## Excerpt to read:

Annie Rhiannon

Friday, October 31, 2008

Thursday, October 30, 2008

Tricky little fuckers

Chugging up through the mountains, a pack of hunters sit across the aisle from me, looking out for grizzly bears down in the canyon below.

The deer in these parts, they say, pointing out a pair of doe in the trees that I'd never have seen. Tricky little fuckers, every single one.

Yeah! I say, wiping the beer from my chin. Tricky little fuckers, all of 'em!

I feel vaguely guilty about calling an animal a 'little fucker'. You love animals! says my conscience. I ignore it though; put it down to my constant need to fit in.

You guys should come to Wales, I say, throwing out my arms. The deer in Wales? They're the trickiest little fuckers you've ever seen!

Wednesday, October 29, 2008

Does the fridge light really go off when you close the door?

Sitting on my backpack outside Seattle's train station, a woman asks me for a cigarette. Take two, I say, like my brother always says when someone asks him for a smoke. They're only small.

Why, thank you, she says. Are you taking the Chicago train? She's in her sixties, I think, dressed from head to toe in white, with a pair of oversized sunglasses hiding most of her face.

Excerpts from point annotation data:
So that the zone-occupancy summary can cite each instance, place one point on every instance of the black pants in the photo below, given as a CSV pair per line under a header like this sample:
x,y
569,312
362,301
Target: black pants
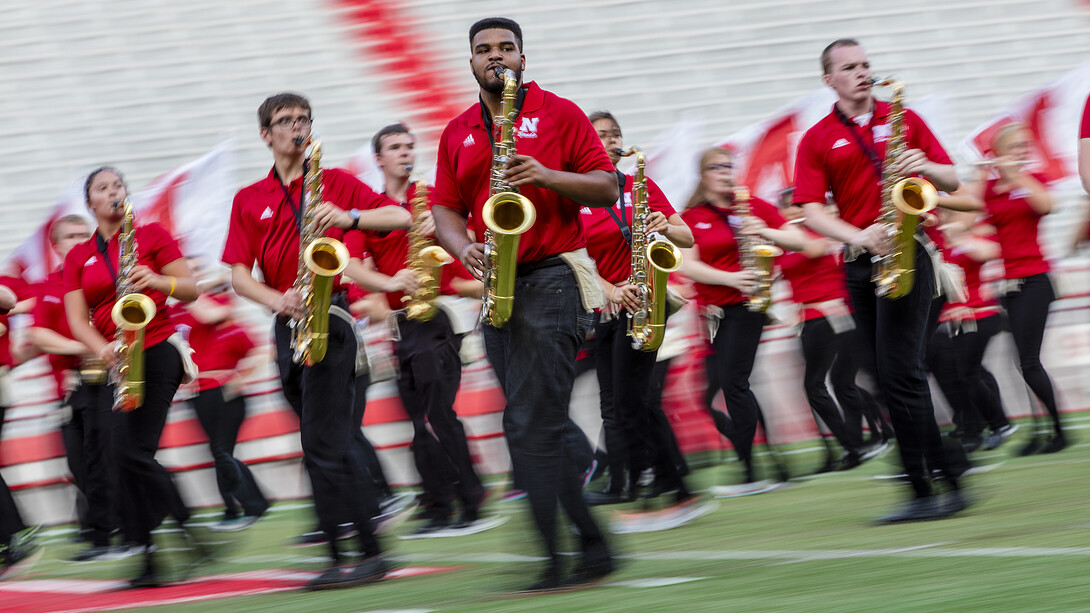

## Written exercise:
Rewrite the part of the blog post that opens with the words containing "Yeah! I say, wiping" and closes with "need to fit in.", swapping "beer" for "coffee".

## Response below:
Yeah! I say, wiping the coffee from my chin. Tricky little fuckers, all of 'em!

I feel vaguely guilty about calling an animal a 'little fucker'. You love animals! says my conscience. I ignore it though; put it down to my constant need to fit in.